## REQUEST 1
Answer these questions using the issue thread about the Zühlke GitHub page repositories.
(a) According to the thread, which branch are user and organization pages built from?
(b) Which files does @kabaehr say the team does not want to have public?
(c) What does @bruderol say zuehlke/core is still needed for?
## REQUEST 2
Write out the part of the issue thread that opens with the words containing "We have quite" and closes with "to deploy live)".
## REQUEST 3
Extend the issue thread about the Zühlke GitHub page repositories from where it stops.

## SOURCE TEXT
= = = =

Closed carstenkind closed 8 years ago

carstenkind commented 8 years ago

From @tknerr on January 18, 2016 19:14

We have quite some duplication here (noticed because it immediately confused me when I reported #1):

I just learned that the user / org pages are indeed built from the master branch, and the gh-pages branch was only for project pages: https://help.github.com/articles/user-organization-and-project-pages/

However, we could still:

  1. keep only the https://github.com/Zuehlke/zuehlke.github.io repo
  2. have the sources in there on a source (or similar named) branch
  3. have the generated static site on the master branch
  4. make the source branch the default one in the projetc settings, so users see the proper README
  5. add instructions to the README (i.e. build from source, then push to master to deploy live)

Copied from original issue: Zuehlke/zuehlke.github.io-sources#2

carstenkind commented 8 years ago

From @tknerr on January 18, 2016 20:2

Oh, it's even triplicated, we have this one too:

carstenkind commented 8 years ago

From @kabaehr on January 20, 2016 8:11

Wow triplicated. Well... we (someone who have admin privileges) could definitly delete the org-site repo. If we can change the https://github.com/Zuehlke/zuehlke.github.io repo to be private we could also delete the https://github.com/Zuehlke/zuehlke.github.io-sources repo.

carstenkind commented 8 years ago

From @bruderol on January 20, 2016 12:26

Why should you want to make the github.io page repo private, this is the public site, this won't work probably with github pages.

carstenkind commented 8 years ago

From @bruderol on January 20, 2016 12:33

What @tknerr proposed makes much sense and would also have helped me ... probably I added Scenarioo information now on the wrong repo (master branch on github.io repo, as usual for github.io-organisation-pages).

carstenkind commented 8 years ago

From @bruderol on January 20, 2016 12:54

@carstenkind @kabaehr Can you please give a fast answer: Where should we open issues about the github-io page (for now) and what is the current process (where to change?) the repositories descriptions (e.g. for Scenarioo). I am highly confused.

Also there is even one issue in the repository "core" concerned with this: https://github.com/Zuehlke/core/issues/4

This means we have in total 4 repositories containing something about the zühlke github page ... highly confusing.

carstenkind commented 8 years ago

From @bruderol on January 20, 2016 12:56

For now (unless I get another answer), I assume that the private "zuehlke.github.io-sources" is the correct repo to place issues as feedback to the page.

carstenkind commented 8 years ago

From @kabaehr on January 20, 2016 13:24

Okay, then we will need zuehlke.github.io and zuehlke.github.io-sources because we don´t want to have the unminified ( maybe we should add obfuscation too) files public.

I guess Zuehlke/core is not needed anymore.

carstenkind commented 8 years ago

From @kabaehr on January 20, 2016 13:31

The Answer for the Question on which repo the people should add themselfs or their projects depends on Carsten question: "how should we maintain the people.json and repositories.json". Until then i would suggest a pull-request on the zuehlke.github.io-sources repo

carstenkind commented 8 years ago

From @bruderol on January 20, 2016 13:51

zuehlke/core is still needed: but not for the github page but for other general discussions about the Zühlke open source initiatives (not specific for one repo, admin stuff, etc.)

= = = =

(Region labeling records)
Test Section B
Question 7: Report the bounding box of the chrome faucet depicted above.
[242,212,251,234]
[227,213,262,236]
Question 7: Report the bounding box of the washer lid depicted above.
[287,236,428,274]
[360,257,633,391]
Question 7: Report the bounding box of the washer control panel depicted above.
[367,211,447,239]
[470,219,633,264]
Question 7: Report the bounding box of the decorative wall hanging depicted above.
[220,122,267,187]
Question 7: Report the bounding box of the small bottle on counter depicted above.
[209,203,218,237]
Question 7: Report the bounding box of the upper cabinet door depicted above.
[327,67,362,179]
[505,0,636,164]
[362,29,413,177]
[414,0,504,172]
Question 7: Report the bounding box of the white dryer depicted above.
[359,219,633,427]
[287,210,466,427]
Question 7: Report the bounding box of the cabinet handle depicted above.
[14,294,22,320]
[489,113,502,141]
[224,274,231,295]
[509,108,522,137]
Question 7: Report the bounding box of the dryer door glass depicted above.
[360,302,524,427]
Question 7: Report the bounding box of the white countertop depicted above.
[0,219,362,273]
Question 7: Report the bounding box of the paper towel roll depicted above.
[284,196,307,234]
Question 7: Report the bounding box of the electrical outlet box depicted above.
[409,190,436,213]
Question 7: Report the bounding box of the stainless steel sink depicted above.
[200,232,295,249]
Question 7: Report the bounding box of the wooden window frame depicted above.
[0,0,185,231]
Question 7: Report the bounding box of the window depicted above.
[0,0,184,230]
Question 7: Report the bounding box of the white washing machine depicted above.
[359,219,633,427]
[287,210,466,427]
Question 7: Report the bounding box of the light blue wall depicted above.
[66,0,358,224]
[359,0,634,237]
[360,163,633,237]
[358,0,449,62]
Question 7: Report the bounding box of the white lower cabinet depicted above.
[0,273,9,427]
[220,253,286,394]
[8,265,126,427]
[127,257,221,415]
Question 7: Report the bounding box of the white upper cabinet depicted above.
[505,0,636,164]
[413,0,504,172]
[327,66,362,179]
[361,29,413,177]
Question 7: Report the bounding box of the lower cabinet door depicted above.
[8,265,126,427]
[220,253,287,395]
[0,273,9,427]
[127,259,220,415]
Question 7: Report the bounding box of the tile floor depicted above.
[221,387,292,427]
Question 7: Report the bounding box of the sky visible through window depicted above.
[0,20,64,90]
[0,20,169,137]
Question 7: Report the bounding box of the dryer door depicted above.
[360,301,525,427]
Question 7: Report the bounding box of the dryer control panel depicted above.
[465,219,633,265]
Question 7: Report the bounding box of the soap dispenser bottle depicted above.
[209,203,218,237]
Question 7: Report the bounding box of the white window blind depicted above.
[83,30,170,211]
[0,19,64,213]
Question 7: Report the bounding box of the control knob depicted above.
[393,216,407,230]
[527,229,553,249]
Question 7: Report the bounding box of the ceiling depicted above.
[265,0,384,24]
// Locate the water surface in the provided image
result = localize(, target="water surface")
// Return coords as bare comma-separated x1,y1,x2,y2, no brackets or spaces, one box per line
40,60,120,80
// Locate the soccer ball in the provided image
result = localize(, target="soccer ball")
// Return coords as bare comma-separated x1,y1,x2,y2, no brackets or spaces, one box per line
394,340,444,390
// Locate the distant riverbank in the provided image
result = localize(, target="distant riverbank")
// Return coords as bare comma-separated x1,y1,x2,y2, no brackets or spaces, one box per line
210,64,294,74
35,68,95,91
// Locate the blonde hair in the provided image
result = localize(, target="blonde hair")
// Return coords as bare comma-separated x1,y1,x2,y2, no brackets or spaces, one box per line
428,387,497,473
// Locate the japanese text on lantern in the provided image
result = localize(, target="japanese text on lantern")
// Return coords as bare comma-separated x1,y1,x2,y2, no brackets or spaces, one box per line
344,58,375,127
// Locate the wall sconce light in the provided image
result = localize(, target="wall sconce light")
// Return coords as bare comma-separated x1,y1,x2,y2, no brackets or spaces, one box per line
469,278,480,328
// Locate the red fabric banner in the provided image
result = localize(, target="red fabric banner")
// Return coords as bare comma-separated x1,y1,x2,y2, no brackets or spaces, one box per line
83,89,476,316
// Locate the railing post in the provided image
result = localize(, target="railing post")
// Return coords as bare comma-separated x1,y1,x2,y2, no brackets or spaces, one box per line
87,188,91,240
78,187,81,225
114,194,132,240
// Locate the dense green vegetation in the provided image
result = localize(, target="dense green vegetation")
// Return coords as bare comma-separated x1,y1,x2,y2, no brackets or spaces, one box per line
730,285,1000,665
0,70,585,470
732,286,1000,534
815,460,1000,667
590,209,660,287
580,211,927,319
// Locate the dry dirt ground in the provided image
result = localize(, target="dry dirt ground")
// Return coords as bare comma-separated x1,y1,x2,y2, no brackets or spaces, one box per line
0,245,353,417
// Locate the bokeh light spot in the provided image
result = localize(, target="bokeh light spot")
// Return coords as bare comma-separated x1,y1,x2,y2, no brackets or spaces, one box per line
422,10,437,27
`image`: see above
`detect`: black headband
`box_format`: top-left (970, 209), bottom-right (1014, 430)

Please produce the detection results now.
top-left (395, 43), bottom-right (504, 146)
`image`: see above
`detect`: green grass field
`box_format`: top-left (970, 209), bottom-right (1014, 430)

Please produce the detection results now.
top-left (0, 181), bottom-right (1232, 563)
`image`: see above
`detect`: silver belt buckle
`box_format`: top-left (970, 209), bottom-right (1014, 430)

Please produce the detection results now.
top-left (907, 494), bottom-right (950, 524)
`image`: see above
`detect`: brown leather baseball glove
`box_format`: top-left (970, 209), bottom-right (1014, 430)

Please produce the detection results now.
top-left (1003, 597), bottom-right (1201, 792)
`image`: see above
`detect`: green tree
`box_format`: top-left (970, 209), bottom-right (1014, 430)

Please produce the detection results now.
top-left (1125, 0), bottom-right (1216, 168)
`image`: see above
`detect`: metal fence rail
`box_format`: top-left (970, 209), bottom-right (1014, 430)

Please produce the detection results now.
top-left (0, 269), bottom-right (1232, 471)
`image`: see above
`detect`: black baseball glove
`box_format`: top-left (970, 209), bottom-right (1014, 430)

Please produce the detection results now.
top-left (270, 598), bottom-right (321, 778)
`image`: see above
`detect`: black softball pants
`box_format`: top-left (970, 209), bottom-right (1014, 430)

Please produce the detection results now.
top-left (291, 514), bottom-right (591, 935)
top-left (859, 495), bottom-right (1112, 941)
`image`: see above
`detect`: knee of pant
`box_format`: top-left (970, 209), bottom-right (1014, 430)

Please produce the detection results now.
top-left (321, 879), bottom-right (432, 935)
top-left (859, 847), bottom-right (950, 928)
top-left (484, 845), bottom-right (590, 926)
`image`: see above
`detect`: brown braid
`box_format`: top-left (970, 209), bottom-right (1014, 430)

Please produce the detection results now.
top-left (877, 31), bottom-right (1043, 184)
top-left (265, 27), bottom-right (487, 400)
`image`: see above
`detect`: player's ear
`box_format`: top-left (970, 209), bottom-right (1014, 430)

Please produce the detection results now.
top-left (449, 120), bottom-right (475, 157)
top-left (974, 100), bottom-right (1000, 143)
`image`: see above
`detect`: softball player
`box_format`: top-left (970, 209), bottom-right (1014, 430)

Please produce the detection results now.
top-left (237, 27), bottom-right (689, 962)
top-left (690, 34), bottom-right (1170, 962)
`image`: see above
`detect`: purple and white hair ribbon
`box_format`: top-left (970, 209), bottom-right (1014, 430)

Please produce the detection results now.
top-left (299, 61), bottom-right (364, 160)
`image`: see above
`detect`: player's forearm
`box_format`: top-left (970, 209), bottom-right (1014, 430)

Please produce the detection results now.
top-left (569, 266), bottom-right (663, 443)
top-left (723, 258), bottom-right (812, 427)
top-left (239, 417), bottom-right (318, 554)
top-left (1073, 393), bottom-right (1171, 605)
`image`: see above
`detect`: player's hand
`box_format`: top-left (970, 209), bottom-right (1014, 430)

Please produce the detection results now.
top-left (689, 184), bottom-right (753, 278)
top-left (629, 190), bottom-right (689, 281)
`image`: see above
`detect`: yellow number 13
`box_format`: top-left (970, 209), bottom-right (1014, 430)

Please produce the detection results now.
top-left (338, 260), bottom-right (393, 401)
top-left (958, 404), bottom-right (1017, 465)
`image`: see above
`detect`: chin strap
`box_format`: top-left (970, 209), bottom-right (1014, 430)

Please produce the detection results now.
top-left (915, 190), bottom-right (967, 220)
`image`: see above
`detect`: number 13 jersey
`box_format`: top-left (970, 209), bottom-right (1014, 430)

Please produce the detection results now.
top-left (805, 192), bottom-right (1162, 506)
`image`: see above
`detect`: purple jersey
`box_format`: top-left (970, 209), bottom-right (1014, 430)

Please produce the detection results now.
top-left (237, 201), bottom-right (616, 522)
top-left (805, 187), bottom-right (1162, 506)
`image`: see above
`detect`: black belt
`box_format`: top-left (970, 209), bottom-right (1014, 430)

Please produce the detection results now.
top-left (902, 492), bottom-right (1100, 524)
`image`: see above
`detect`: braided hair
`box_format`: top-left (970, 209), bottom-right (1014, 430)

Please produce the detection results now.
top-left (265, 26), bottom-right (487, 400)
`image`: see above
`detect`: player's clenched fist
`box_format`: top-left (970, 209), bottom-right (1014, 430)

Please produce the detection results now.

= = = =

## EXERCISE RESULT 1
(a) The master branch.
(b) The unminified files.
(c) General discussions about the Zühlke open source initiatives that are not specific to one repo, such as admin matters.

## EXERCISE RESULT 2
We have quite some duplication here (noticed because it immediately confused me when I reported #1):

I just learned that the user / org pages are indeed built from the master branch, and the gh-pages branch was only for project pages: https://help.github.com/articles/user-organization-and-project-pages/

However, we could still:

  1. keep only the https://github.com/Zuehlke/zuehlke.github.io repo
  2. have the sources in there on a source (or similar named) branch
  3. have the generated static site on the master branch
  4. make the source branch the default one in the projetc settings, so users see the proper README
  5. add instructions to the README (i.e. build from source, then push to master to deploy live)

## EXERCISE RESULT 3
carstenkind commented 8 years ago

From @bruderol on January 20, 2016 13:53

okay, sorry, I added my descriprions and about Scenarioo now directly to the master branch for zuehlke.github.io - I will add the same also to the sources repo, when finished.

carstenkind commented 8 years ago

From @tknerr on January 20, 2016 15:12

I believe we could still use a single repo for that (just to avoid confusing and duplicated commits across repos) :

  1. Use only zuehlke.github.io
  2. Create a branch named "source" and put the unminified sources there
  3. Make that branch the default branch in the repo settings (i.e. that is the one that is checked out by default when you git clone)
  4. add a build / deploy task to gulp (?) which builds the minified version and commits / maybe even pushes it to "master" (== live)
  5. Run the above build task whenever you want to bring it live

Have not tested it, but it should work that way. I just hate duplucation... ;-) Am 20.01.2016 2:53 nachm. schrieb "Rolf Bruderer" <notifications@github.com

:

okay, sorry, I added my descriprions and about Scenarioo now directly to the master branch for zuehlke.github.io - I will add the same also to the sources repo, when finished.

— Reply to this email directly or view it on GitHub https://github.com/Zuehlke/zuehlke.github.io-sources/issues/2#issuecomment-173210694 .

carstenkind commented 8 years ago

From @tknerr on January 20, 2016 15:37

@kabaehr @bruderol I just removed the org-site repo. One less... :)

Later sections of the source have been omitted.